* _Your instructions_
Pick up the article below on flying cars and passenger drones and keep writing it from its last sentence.

* _Passage to read_
Flying Cars or Flying Drones?

The NMA Foundation presents the Car of the Future weekly feature:

As many motorists can attest, traffic congestion seems to get worse each passing day. As more people move to urban cores, roads, streets and highways cannot be widened or built fast enough and neither can public transit. Could building sky roads to accommodate flying cars or passenger drones be an alternative?

The difference between a flying car and a flying passenger drone is simple—a flying car can be used on both the ground and in the air while a flying drone can only be used in the air. Whether a flying car or flying drone, both would need to utilize vertical takeoff and landing (VTOL) technology.  Passenger drone design favors “distributed electronic propulsion” which unlike a helicopter utilizes multiple propellers (usually four) each powered by its own smaller motor. This allows for mechanical simplicity and lighter weight but sacrifices lifting power and flight performance. Engines should be quieter which could be a huge factor for urbanites. Safety of course is the biggest concern.

Airbus’ Silicon Valley A3 CEO Robin Lyasoff says that much of the technology for flying vehicles exists except for one of the biggest challenges that cannot be underestimated when operating fast moving vehicles in urban cores: the sense and avoid sensors that ensure flying vehicles can circumvent obstacles off their own volition.

* _Extracted entries_
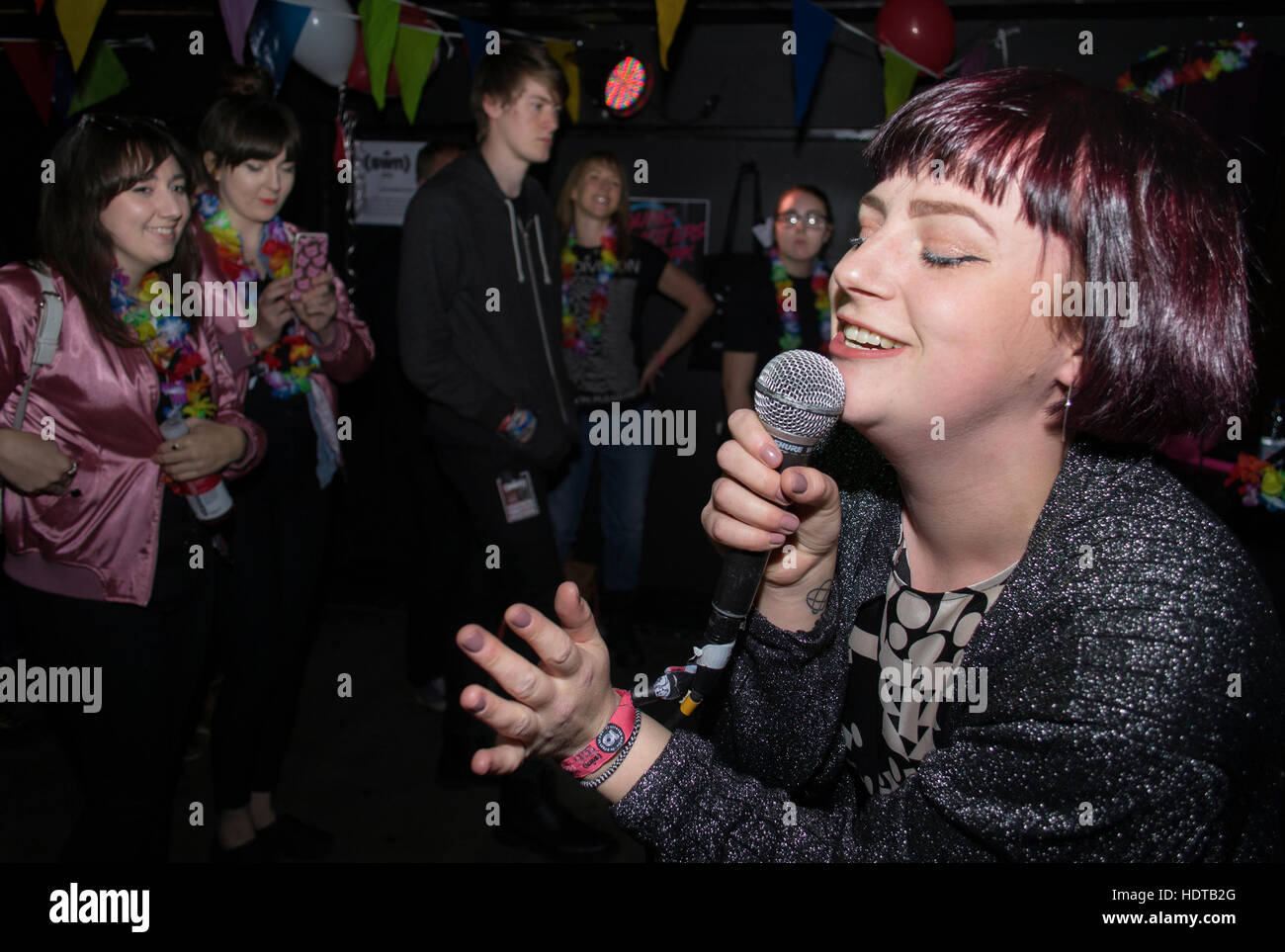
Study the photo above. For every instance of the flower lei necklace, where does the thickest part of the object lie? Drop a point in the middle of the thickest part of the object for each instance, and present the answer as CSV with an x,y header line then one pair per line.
x,y
287,364
791,337
577,334
171,346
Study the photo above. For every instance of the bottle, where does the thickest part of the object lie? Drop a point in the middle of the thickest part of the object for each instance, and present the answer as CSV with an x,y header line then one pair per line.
x,y
207,496
1273,431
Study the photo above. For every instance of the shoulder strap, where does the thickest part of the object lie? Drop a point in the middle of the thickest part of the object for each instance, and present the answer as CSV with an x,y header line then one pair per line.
x,y
47,330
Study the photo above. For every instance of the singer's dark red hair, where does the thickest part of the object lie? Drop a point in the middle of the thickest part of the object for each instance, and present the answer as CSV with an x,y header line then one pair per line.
x,y
1140,194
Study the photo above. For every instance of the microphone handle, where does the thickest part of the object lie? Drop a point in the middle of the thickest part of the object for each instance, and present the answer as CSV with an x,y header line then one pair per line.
x,y
733,595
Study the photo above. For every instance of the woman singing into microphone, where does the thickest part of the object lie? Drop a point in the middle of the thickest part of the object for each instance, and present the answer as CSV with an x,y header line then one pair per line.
x,y
103,548
1114,652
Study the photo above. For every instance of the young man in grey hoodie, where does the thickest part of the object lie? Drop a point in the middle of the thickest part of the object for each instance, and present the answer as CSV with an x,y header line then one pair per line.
x,y
479,324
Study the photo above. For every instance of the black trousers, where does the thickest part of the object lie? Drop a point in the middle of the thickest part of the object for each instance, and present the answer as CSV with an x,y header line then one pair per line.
x,y
268,618
523,565
128,754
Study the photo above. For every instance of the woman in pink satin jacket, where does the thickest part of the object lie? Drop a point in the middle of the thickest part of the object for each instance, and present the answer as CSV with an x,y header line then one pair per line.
x,y
115,591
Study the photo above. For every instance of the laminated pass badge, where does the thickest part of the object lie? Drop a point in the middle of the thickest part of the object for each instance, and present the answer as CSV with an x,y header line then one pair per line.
x,y
518,494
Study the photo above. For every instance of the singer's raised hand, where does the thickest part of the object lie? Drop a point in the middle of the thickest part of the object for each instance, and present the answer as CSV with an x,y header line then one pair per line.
x,y
753,506
557,707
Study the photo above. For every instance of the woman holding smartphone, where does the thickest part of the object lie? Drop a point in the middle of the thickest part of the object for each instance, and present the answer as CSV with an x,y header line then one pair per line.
x,y
300,344
99,543
1005,519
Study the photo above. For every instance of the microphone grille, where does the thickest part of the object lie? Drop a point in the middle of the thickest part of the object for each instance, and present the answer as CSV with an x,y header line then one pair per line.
x,y
800,395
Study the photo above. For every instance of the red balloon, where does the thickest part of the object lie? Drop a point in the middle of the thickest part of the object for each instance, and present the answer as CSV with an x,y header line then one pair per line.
x,y
919,30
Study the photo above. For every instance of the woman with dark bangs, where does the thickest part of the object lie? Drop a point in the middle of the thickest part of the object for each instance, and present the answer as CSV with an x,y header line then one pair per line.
x,y
287,364
1114,655
97,536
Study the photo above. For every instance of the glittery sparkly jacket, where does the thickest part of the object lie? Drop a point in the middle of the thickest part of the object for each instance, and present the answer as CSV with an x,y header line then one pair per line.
x,y
1131,711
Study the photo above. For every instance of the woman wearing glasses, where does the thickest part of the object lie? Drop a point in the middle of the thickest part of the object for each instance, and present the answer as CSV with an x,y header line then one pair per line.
x,y
114,569
788,305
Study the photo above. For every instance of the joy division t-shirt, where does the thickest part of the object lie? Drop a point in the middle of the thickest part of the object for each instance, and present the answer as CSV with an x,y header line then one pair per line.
x,y
904,652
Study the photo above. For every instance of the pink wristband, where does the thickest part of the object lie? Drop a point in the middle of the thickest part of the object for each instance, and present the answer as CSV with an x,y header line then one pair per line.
x,y
608,741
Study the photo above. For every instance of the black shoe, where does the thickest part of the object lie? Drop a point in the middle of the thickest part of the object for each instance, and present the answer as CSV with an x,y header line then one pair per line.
x,y
245,854
288,837
551,828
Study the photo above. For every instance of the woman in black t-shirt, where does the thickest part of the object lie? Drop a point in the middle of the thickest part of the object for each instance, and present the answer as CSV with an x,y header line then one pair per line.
x,y
789,304
607,277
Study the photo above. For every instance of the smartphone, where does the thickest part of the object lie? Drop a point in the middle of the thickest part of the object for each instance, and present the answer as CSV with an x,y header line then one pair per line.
x,y
311,253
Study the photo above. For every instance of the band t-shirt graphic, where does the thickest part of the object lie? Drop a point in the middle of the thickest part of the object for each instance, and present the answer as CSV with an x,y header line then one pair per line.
x,y
902,633
611,367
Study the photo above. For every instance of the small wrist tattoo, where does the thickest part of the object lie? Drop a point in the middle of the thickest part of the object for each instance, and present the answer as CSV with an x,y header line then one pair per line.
x,y
818,596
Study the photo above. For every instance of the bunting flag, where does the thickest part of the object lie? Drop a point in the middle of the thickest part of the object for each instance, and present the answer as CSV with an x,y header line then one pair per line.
x,y
412,58
564,54
77,18
899,78
380,38
236,16
474,38
813,29
667,16
34,62
273,34
102,78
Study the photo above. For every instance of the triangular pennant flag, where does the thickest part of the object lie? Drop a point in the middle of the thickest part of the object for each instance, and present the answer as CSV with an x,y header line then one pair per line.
x,y
77,18
34,62
102,78
563,52
813,29
414,60
668,13
474,38
899,78
236,14
273,34
380,35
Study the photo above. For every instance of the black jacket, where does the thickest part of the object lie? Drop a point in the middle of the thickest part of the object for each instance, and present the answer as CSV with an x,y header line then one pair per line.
x,y
1132,703
479,311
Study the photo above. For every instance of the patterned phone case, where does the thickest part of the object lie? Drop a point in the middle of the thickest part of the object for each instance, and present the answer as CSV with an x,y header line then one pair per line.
x,y
309,261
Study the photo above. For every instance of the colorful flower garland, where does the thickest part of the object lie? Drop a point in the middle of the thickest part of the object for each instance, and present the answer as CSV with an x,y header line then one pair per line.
x,y
577,334
791,338
287,364
170,344
1226,56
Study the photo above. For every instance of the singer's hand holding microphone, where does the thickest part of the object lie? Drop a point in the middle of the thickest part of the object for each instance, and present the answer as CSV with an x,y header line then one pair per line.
x,y
756,507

* _Response to the task_
Lyasoff adds, “We believe that global demand for this category of aircraft can support fleets of millions of vehicles worldwide. In as little as 10 years, we could have products on the market that revolutionize urban travel for millions.”

Sanjiv Singh, Carnegie Mellon University robotics researcher and CEO of Near Earth Autonomy suggests that instead of leaping forward with fully automated passenger drones, unmanned cargo runs might be a better test of the AI. He adds, “I think the big roadblock is the regulatory infrastructure that has to be put into place.” Singh sees a long road ahead filled with testing, analysis, regulation and efforts to build public trust before the VTOL personal vehicle technology becomes a viable transportation option.

Last fall, the ridesharing company Uber publicized its Elevate program. Several companies are now racing forward building VTOL aircraft that could help make Elevate a reality. Uber released a whitepaper that anticipates a time when on-demand urban air transportation is widespread, possibly within a decade. Uber’s vision: a network of small, electric aircraft utilizing VTOL technology that would open up routes between cities and suburbs, reducing the time it once took from hours to a matter of minutes.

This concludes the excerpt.